## Available data
··········
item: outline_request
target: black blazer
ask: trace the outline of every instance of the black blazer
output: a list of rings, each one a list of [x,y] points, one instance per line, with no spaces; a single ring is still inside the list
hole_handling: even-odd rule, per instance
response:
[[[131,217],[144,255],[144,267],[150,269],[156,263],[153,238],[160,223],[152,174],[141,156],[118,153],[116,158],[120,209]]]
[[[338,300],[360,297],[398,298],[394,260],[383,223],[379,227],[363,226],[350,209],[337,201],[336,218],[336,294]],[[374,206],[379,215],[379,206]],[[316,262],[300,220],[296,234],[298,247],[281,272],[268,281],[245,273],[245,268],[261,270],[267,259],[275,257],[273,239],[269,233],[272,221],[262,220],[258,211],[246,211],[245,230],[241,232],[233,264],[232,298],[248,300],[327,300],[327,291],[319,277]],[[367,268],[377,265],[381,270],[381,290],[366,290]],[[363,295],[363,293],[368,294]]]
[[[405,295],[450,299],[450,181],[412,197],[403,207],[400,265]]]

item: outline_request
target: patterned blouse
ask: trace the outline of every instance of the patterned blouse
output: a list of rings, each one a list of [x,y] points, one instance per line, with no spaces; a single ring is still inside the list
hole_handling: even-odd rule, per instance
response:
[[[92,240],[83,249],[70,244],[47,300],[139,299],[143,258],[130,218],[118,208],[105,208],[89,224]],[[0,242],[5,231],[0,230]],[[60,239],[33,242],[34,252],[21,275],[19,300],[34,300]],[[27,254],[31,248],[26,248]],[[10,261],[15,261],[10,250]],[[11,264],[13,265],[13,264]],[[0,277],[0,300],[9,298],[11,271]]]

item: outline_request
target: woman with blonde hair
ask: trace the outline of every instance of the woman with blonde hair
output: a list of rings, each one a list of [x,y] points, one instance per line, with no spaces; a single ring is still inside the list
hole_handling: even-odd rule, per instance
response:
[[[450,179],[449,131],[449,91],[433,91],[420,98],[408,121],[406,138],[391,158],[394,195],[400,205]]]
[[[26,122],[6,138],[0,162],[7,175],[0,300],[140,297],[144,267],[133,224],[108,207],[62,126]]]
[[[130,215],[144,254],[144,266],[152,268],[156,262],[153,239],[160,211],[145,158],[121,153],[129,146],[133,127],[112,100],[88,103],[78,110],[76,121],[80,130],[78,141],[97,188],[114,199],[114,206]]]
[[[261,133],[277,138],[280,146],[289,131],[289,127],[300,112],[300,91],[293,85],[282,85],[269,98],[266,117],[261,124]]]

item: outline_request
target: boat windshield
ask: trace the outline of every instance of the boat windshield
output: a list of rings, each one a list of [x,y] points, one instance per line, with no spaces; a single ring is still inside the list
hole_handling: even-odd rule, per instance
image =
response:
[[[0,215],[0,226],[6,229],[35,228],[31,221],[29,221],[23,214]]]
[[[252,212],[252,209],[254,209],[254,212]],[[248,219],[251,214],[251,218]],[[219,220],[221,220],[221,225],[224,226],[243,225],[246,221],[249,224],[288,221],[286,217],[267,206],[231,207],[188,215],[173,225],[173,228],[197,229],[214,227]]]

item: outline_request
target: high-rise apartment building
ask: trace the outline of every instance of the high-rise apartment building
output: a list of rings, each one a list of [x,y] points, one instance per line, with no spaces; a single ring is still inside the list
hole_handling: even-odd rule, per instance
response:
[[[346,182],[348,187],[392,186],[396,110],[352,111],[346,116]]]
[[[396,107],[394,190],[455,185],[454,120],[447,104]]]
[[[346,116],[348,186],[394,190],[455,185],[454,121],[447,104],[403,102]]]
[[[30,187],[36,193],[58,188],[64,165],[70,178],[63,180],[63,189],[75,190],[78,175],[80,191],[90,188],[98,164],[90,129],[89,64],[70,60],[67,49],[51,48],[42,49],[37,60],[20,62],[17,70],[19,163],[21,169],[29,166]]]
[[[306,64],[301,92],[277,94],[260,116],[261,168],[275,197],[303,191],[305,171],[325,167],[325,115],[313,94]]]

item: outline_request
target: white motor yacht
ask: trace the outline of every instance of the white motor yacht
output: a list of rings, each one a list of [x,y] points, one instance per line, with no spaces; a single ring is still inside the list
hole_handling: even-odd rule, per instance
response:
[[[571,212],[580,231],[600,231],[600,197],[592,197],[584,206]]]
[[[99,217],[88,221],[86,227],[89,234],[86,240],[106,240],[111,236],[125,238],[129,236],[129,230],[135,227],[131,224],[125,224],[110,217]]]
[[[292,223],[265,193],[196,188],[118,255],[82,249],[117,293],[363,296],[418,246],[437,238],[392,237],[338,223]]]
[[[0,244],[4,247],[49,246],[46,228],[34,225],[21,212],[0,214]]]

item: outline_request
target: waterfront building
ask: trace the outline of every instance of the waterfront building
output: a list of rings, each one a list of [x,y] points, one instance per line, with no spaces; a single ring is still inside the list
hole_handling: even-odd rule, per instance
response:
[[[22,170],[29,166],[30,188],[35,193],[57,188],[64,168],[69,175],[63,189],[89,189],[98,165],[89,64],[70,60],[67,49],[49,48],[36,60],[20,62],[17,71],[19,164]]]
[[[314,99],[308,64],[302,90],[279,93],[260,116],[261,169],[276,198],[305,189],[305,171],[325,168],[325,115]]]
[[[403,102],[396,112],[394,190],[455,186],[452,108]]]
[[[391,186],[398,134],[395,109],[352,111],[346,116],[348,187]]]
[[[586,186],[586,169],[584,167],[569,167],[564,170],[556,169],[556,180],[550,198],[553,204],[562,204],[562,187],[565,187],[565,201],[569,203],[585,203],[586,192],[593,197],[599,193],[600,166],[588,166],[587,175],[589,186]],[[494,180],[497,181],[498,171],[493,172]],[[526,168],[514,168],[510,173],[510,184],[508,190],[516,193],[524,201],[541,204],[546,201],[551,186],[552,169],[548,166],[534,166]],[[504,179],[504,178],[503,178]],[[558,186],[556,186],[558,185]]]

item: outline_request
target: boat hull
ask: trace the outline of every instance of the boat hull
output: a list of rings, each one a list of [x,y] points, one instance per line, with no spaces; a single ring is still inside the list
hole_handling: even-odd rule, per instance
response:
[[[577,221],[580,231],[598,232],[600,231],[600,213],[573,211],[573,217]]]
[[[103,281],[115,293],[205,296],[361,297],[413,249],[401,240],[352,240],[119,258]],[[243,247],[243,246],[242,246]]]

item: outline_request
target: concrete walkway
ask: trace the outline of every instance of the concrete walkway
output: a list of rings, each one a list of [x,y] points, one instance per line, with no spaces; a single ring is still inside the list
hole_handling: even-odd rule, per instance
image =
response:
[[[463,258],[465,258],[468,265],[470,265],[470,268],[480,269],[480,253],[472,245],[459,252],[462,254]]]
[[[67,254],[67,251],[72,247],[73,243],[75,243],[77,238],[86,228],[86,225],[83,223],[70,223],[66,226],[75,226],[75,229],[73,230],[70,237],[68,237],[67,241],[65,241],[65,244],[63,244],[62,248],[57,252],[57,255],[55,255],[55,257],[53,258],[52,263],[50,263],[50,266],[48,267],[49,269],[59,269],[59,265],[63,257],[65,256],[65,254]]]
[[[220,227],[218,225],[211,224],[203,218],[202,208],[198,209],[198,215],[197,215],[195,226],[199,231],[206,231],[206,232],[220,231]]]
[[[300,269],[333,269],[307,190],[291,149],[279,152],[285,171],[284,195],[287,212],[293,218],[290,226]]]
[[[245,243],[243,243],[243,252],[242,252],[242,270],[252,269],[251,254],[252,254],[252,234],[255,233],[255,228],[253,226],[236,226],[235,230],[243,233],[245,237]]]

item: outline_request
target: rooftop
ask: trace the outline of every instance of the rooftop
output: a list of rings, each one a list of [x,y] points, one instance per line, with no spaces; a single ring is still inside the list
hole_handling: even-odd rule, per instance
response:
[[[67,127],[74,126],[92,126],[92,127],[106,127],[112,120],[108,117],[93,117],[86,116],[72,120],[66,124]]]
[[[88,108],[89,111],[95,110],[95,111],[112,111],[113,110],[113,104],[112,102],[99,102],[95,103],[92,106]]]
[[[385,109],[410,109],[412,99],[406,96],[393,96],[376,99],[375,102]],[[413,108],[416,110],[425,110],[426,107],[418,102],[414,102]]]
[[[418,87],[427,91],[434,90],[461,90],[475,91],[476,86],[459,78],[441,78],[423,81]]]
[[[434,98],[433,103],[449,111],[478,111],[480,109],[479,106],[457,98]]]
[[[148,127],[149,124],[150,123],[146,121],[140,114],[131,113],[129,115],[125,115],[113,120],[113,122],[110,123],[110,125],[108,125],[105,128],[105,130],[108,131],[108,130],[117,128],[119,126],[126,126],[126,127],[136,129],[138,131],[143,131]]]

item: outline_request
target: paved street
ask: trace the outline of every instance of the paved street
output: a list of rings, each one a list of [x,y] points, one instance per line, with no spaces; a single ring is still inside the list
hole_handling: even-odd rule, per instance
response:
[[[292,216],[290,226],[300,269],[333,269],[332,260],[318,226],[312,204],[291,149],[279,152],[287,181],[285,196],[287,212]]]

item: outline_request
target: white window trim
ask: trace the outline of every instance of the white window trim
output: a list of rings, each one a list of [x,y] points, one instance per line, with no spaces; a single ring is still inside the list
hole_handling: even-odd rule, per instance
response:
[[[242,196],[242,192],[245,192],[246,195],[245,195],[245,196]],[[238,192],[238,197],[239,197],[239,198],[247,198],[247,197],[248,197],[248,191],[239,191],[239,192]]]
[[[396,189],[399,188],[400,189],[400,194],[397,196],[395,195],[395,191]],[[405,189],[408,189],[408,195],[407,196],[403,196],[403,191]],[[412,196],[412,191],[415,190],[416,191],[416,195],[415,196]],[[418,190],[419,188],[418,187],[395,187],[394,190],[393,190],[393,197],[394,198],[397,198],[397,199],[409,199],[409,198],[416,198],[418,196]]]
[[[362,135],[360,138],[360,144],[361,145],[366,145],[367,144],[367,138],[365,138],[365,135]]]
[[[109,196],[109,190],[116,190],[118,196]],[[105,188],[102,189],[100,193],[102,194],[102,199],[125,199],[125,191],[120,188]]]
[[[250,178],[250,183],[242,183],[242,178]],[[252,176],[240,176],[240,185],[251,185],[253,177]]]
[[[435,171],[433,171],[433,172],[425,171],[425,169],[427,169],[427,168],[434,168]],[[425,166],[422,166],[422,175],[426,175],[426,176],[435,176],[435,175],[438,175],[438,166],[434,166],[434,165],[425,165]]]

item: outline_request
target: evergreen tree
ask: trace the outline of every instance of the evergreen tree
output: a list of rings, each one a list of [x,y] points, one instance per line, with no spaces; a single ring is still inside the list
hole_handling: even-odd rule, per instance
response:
··········
Scan the records above for the string "white", then report every line that contains it.

target: white motor yacht
ask: trace the outline of every instance of the white motor yacht
target: white window trim
ask: trace the outline of every instance of the white window trim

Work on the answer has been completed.